**Exercise task:** Copy out exactly the lines from the one containing "TARGET = lake water" to the last line of the records below, both included, and leave out any pictures.

**Task material:**

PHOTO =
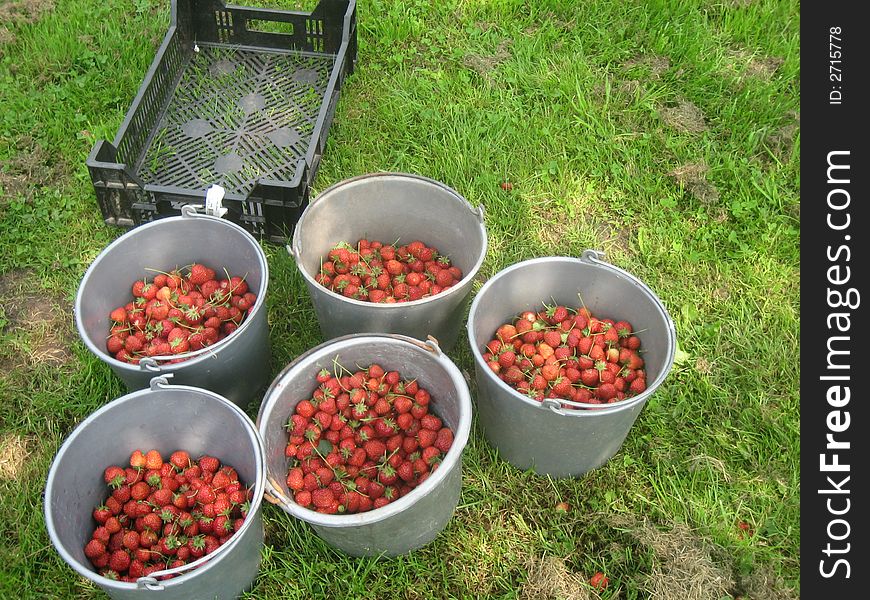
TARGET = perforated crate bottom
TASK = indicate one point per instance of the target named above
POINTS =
(237, 116)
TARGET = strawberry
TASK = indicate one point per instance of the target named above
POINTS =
(94, 548)
(119, 561)
(444, 439)
(599, 581)
(322, 497)
(180, 459)
(374, 449)
(199, 274)
(637, 386)
(114, 476)
(208, 464)
(153, 460)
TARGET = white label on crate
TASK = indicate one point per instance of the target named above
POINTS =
(214, 196)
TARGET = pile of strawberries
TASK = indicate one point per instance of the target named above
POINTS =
(377, 272)
(568, 354)
(175, 313)
(162, 515)
(363, 440)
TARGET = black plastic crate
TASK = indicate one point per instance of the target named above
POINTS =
(237, 96)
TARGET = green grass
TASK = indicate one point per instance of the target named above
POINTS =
(665, 133)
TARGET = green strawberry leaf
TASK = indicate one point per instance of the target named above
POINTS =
(681, 356)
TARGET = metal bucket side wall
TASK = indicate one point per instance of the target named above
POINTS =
(443, 320)
(239, 373)
(163, 245)
(139, 420)
(388, 207)
(565, 446)
(404, 533)
(387, 529)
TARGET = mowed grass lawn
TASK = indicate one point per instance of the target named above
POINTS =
(664, 133)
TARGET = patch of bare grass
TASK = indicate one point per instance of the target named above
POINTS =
(684, 567)
(684, 117)
(13, 455)
(551, 579)
(485, 64)
(39, 320)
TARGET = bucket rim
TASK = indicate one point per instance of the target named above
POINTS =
(116, 404)
(589, 257)
(451, 460)
(295, 251)
(190, 358)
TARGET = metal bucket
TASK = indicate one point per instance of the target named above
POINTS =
(387, 207)
(238, 367)
(202, 422)
(414, 519)
(566, 442)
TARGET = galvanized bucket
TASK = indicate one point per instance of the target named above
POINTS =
(413, 520)
(202, 422)
(237, 367)
(387, 207)
(544, 436)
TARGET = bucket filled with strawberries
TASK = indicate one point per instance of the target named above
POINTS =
(567, 351)
(140, 503)
(364, 437)
(390, 253)
(183, 295)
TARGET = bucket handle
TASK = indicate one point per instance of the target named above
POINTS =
(556, 405)
(430, 345)
(160, 381)
(590, 255)
(151, 583)
(478, 212)
(273, 493)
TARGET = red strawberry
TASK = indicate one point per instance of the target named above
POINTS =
(209, 464)
(199, 274)
(375, 449)
(322, 497)
(94, 548)
(119, 561)
(638, 385)
(598, 581)
(427, 437)
(444, 439)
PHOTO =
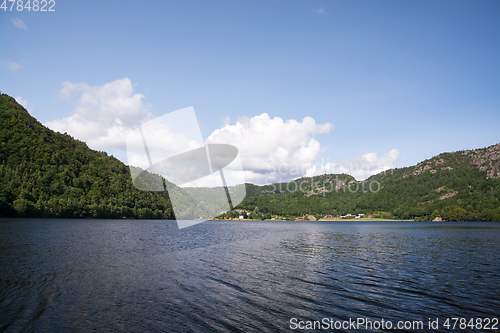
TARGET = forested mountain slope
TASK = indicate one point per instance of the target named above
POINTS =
(462, 185)
(48, 174)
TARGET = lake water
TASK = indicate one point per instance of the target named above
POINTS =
(224, 276)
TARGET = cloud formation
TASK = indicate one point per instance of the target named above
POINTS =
(19, 23)
(13, 66)
(104, 115)
(271, 147)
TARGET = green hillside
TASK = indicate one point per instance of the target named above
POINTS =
(48, 174)
(459, 186)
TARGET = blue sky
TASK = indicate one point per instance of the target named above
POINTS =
(391, 82)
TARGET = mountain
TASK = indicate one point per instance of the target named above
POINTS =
(458, 186)
(48, 174)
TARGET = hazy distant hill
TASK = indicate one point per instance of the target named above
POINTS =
(463, 185)
(44, 173)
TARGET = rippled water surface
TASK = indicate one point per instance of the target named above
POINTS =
(221, 276)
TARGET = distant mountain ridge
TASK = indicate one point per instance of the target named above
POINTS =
(462, 185)
(48, 174)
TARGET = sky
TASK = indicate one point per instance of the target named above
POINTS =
(300, 87)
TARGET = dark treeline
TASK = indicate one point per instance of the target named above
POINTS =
(48, 174)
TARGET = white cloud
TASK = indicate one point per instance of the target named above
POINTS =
(272, 149)
(360, 167)
(19, 23)
(13, 66)
(104, 115)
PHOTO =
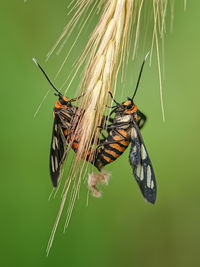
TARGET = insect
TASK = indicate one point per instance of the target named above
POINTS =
(123, 130)
(66, 117)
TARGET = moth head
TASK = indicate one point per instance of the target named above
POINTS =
(129, 107)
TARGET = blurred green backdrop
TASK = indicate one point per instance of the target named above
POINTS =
(119, 229)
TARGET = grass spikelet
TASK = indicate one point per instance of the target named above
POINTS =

**Answer below:**
TARGET = lake water
TASK = indicate one point per instance of the target named above
POINTS =
(224, 276)
TARGET = cloud formation
TASK = indicate one point per instance of the target named above
POINTS =
(19, 23)
(13, 66)
(104, 115)
(271, 147)
TARGET = green hillside
TASK = indicate one point per instance of the target named above
POINTS =
(48, 174)
(459, 186)
TARGET = blue sky
TASK = indicate one point per instance of the target named above
POINTS =
(391, 82)
TARGET = mountain
TASK = indicate one point per instance of the target named above
POINTS =
(458, 186)
(48, 174)
TARGET = hazy distant hill
TASK = indicate one point per instance of the target named above
POINTS =
(463, 185)
(44, 173)
TARGET = rippled water surface
TASK = indicate one point per instance of the target named above
POINTS =
(221, 276)
TARGET = distant mountain ridge
TASK = indicate one point per instance of the target named above
POINTS =
(462, 185)
(48, 174)
TARGET = sky
TASK = indicate one point per instance of the target named above
POINTS =
(300, 87)
TARGET = dark treeline
TASK = indicate one point per instance of the target named above
POINTS =
(48, 174)
TARGET = white cloud
TASK = indicate one point per instance of the target named above
POINTS =
(272, 149)
(360, 167)
(19, 23)
(13, 66)
(104, 115)
PHOTO =
TARGET = insect
TASK = indicate one point per instance of the target named above
POINTS =
(123, 130)
(66, 117)
TARGET = moth head
TASK = indicate one point per instance of the target named above
POINTS =
(129, 107)
TARGET = blurred green backdrop
TASK = indicate one point per instance of the target named above
POINTS =
(119, 229)
TARGET = grass spikelet
TASK = indicate one point per instance of the target named above
POINTS =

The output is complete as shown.